What to work on
For this exercise, transcribe all of the entries exactly.

---------- Dataset records

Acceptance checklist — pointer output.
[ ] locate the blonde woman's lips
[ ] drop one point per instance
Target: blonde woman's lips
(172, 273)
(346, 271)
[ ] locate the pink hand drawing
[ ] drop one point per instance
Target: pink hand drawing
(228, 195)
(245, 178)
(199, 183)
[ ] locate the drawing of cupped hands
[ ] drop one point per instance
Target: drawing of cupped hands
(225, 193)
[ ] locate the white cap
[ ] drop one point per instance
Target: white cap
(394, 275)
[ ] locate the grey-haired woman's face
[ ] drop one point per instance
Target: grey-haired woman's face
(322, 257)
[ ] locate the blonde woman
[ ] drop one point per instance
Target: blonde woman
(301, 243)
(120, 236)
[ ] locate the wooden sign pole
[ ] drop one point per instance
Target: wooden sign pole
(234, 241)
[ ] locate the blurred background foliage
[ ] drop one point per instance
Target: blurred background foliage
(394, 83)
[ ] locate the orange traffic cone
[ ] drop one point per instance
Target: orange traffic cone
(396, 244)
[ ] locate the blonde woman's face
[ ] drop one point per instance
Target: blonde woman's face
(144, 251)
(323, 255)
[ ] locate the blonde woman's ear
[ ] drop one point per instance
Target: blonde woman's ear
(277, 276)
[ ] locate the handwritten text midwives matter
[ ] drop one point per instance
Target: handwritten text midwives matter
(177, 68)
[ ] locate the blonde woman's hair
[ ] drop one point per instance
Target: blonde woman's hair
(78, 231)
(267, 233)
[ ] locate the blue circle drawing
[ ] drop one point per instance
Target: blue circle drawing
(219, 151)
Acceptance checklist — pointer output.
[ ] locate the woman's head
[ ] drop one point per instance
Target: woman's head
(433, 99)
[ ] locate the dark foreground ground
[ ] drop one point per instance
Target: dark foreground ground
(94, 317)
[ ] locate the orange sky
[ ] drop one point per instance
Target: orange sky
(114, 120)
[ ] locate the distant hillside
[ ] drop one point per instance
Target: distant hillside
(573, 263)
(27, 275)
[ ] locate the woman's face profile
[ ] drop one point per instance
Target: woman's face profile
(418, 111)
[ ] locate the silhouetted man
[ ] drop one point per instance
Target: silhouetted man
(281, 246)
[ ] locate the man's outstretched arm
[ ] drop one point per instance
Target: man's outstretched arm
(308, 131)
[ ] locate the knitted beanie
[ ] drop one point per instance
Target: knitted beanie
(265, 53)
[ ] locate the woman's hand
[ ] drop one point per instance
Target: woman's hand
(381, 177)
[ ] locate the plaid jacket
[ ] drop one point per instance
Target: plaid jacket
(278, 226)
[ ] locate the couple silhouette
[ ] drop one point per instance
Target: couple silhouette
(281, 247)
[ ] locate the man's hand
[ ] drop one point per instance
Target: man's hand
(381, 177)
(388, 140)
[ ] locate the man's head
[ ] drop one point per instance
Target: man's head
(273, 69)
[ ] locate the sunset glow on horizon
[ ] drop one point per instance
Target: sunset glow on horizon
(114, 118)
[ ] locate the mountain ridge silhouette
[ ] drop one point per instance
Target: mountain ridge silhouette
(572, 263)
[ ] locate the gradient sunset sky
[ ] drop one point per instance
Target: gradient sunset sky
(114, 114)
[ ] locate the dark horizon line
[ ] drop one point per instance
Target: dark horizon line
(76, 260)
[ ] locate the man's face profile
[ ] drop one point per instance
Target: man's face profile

--------------------

Answer section
Acceptance checklist — pointer output.
[ ] locate the blonde woman's lips
[ ] drop one point per instance
Target: blonde woman's lips
(172, 273)
(346, 271)
[ ] locate the pink hand drawing
[ ] drop one point per instance
Target: pink hand drawing
(228, 195)
(245, 178)
(199, 183)
[ ] locate the drawing of cupped hands
[ ] drop one point per instance
Target: drawing of cupped hands
(225, 193)
[ ] locate the white cap
[ ] drop one point per instance
Target: white cap
(394, 275)
[ ] locate the grey-haired woman's face
[ ] drop one point per instance
Target: grey-haired woman's face
(322, 257)
[ ] locate the blonde woman
[ ] drop one point per instance
Target: blonde woman
(301, 243)
(120, 236)
[ ] locate the wooden sign pole
[ ] drop one point per instance
Target: wooden sign pole
(234, 241)
[ ] locate the blurred background foliage
[ ] drop one point per instance
Target: blurred background foliage
(394, 83)
[ ] locate the orange traffic cone
[ ] drop one point per instance
Target: orange traffic cone
(396, 244)
[ ] locate the blonde woman's face
[ ] drop one point per instance
Target: blonde woman's face
(144, 251)
(323, 255)
[ ] locate the blonde woman's ear
[ ] drop one point per instance
Target: blonde woman's ear
(277, 276)
[ ] locate the handwritten text midwives matter
[ ] drop one point per instance
Target: handwritten text midwives matter
(177, 68)
[ ] locate the blonde woman's hair
[ ] drop one point per instance
Target: blonde woman's hair
(78, 231)
(267, 233)
[ ] locate the blue circle drawing
[ ] drop one point per instance
Target: blue circle drawing
(219, 151)
Acceptance checklist — pointer output.
[ ] locate the woman's head
[ ] drop one point per instance
Target: woman's head
(433, 99)
[ ] locate the dark foreground ground
[ ] drop one point per instance
Target: dark foreground ground
(94, 317)
[ ] locate the orange sky
[ ] drop one point per instance
Target: orange sky
(114, 120)
[ ] locate the distant hillside
[ ] drop one point per instance
Target: distant hillside
(573, 263)
(27, 275)
[ ] locate the woman's face profile
[ ] drop one point per instance
Target: woman's face profile
(418, 111)
[ ] locate the silhouetted man
[ ] drop one point per instance
Target: silhouetted man
(281, 246)
[ ] locate the man's outstretched arm
[ ] drop one point per instance
Target: man's outstretched arm
(308, 131)
[ ] locate the knitted beanie
[ ] drop one point per instance
Target: knitted beanie
(265, 53)
[ ] locate the woman's hand
[ ] drop one point per instance
Target: woman's hand
(381, 177)
[ ] locate the plaid jacket
[ ] drop one point per instance
Target: plaid jacket
(278, 226)
[ ] locate the couple silhouette
[ ] drop one point per instance
Target: couple silhouette
(281, 247)
[ ] locate the man's hand
[ ] drop one point per instance
Target: man's hand
(381, 177)
(388, 140)
[ ] locate the man's head
[ ] drop one point per instance
Target: man's head
(273, 69)
[ ] locate the sunset glow on horizon
[ ] drop one point per instance
Target: sunset glow on horizon
(114, 118)
[ ] locate the mountain ridge silhouette
[ ] drop one point per instance
Target: mountain ridge silhouette
(572, 263)
[ ] locate the gradient sunset sky
[ ] drop one point per instance
Target: gradient sunset sky
(114, 114)
[ ] locate the dark horizon line
[ ] drop one point per instance
Target: dark horizon line
(76, 260)
[ ] locate the man's face profile
[ ] drop one point per instance
Target: man's face profile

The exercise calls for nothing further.